■ **DATA FOR THIS TASK**:
......
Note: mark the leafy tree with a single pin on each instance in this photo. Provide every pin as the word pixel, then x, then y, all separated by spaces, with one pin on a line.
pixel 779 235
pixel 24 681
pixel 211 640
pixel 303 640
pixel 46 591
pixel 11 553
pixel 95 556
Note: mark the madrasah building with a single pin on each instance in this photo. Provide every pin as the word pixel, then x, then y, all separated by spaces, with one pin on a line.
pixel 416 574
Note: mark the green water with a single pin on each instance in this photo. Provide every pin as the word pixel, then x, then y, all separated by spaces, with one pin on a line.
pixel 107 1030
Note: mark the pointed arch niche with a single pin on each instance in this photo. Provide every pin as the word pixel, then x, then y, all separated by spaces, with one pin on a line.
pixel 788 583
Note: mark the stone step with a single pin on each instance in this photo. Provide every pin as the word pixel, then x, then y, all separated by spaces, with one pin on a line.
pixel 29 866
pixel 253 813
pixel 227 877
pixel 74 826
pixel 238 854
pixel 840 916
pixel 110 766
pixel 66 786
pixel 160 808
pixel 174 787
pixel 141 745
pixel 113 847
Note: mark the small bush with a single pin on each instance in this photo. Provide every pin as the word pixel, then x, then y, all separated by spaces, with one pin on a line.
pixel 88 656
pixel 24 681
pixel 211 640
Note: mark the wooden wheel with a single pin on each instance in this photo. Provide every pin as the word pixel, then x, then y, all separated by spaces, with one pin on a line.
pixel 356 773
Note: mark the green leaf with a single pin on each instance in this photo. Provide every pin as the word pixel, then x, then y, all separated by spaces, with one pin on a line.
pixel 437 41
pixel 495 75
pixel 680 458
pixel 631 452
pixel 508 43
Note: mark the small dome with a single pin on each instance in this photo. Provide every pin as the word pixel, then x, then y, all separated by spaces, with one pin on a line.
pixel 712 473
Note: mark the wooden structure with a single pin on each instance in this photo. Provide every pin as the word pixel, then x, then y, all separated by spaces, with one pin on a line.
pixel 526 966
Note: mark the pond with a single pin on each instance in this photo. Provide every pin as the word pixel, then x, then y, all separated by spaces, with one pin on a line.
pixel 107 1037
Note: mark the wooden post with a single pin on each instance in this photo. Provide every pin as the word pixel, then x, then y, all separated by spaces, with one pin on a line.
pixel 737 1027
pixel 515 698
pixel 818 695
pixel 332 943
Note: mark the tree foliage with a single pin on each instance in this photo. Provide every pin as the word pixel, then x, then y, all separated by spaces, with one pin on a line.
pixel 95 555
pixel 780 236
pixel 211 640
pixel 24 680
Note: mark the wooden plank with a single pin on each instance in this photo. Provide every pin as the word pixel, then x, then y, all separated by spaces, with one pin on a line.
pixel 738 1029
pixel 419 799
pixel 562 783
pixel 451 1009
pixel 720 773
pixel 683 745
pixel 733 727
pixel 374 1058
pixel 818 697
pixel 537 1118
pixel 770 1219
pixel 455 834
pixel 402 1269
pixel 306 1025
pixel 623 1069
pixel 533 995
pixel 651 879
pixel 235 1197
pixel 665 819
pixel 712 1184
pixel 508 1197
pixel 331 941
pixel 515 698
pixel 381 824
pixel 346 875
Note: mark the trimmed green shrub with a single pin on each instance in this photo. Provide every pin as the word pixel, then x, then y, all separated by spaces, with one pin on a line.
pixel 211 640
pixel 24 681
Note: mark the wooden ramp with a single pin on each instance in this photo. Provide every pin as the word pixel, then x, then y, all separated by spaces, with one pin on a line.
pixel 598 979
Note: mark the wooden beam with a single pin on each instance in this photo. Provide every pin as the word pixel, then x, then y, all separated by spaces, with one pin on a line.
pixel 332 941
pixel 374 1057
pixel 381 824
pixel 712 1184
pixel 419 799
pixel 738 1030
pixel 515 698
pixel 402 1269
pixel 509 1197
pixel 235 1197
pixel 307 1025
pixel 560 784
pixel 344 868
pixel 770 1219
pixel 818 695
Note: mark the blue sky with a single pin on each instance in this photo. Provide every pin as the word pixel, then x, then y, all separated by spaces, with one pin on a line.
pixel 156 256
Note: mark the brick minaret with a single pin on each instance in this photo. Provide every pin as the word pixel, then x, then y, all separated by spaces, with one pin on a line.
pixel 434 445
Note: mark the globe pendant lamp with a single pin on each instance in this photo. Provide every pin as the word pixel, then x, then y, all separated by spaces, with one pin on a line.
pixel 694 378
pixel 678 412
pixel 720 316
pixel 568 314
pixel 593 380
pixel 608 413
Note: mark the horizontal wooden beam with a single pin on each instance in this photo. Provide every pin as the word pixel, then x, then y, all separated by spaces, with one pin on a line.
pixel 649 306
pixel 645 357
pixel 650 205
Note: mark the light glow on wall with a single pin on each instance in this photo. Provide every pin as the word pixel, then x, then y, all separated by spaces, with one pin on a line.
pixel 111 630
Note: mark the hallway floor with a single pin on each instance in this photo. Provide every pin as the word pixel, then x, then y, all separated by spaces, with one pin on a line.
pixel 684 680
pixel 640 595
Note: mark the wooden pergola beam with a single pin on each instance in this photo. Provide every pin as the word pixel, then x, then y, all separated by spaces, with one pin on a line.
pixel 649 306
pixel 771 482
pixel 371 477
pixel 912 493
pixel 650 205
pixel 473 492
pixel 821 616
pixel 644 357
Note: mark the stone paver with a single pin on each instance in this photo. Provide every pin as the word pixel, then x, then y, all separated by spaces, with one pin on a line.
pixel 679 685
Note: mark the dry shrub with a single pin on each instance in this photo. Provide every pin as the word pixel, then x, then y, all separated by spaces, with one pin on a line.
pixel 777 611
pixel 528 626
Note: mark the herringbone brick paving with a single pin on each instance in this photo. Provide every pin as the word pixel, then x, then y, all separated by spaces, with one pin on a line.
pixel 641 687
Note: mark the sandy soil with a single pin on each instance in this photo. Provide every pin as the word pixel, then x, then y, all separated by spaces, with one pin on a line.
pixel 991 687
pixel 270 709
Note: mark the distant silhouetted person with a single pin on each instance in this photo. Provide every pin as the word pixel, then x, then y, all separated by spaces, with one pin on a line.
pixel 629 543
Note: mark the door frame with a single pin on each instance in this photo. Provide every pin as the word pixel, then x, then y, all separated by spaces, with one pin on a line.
......
■ **EXERCISE DESCRIPTION**: Copy the rows above word for word, everything from the line containing "Note: mark the blue" down to the line containing "pixel 111 630", with both of those lines included.

■ **COMPLETED EXERCISE**:
Note: mark the blue sky with a single pin on each instance in this photo. Provide every pin as the word pixel, then x, then y, all separated by spaces, with one pin on a line.
pixel 156 256
Note: mark the brick minaret with a single pin on each instance in this photo. Provide every pin as the word pixel, then x, then y, all separated by spaces, with one pin on a line.
pixel 434 445
Note: mark the globe pendant lamp with a single pin on each instance in this photo. Provide every pin as the word pixel, then x, then y, all separated by spaces, with one pin on a line.
pixel 694 378
pixel 678 412
pixel 720 316
pixel 568 314
pixel 593 380
pixel 608 413
Note: mark the horizontal wooden beam with a single pin on each instance in this photo. Provide every pin as the word pixel, then x, then y, all separated by spaces, with one pin on a line.
pixel 649 306
pixel 645 357
pixel 650 205
Note: mark the light glow on wall with a single pin on each instance in this photo. Provide every pin as the word pixel, then x, then y, all separated by spaces, with one pin on a line.
pixel 111 630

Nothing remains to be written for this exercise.